======== DATA FOR THIS EXERCISE ========
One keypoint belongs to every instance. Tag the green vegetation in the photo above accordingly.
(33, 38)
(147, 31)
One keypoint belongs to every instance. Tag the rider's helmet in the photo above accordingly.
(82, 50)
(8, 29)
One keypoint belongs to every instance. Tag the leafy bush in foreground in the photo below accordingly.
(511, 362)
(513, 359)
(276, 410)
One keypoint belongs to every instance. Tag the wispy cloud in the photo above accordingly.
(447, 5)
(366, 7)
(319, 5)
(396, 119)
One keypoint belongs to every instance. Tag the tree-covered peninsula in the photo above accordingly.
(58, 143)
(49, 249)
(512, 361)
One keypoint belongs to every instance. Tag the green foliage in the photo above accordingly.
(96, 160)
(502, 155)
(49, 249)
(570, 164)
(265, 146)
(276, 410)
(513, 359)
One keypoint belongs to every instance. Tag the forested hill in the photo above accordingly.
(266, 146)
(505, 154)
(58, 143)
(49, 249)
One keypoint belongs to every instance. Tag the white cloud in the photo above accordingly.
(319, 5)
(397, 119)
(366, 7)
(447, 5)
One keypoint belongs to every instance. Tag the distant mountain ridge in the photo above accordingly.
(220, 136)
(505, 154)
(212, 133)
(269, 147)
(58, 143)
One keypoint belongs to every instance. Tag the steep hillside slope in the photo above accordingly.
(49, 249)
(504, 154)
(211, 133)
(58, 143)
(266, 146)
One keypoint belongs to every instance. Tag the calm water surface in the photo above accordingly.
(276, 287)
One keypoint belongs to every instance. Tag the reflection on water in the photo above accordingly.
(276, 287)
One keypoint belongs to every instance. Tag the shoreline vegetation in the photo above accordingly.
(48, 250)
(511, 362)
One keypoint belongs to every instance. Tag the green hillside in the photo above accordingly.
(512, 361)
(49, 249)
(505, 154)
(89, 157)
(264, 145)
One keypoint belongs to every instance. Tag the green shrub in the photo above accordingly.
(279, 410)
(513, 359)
========
**TASK DIRECTIONS**
Copy out the line holding "One keypoint belongs to every instance. Tag the reflection". Then copy every later line of the data, unchanged, through the last one.

**TASK RESULT**
One keypoint belongs to every instance. Tag the reflection on water in the photo above accordingly.
(276, 287)
One keypoint belongs to every instance. Tag the shoreline vegetation in the photo above accordingly.
(48, 250)
(511, 362)
One keypoint belongs to every instance. Tag the green hillside in the photo above accordingly.
(512, 361)
(49, 249)
(505, 154)
(89, 157)
(264, 145)
One keypoint belongs to every instance. Tag the green shrub in the photo above accordingly.
(279, 410)
(513, 359)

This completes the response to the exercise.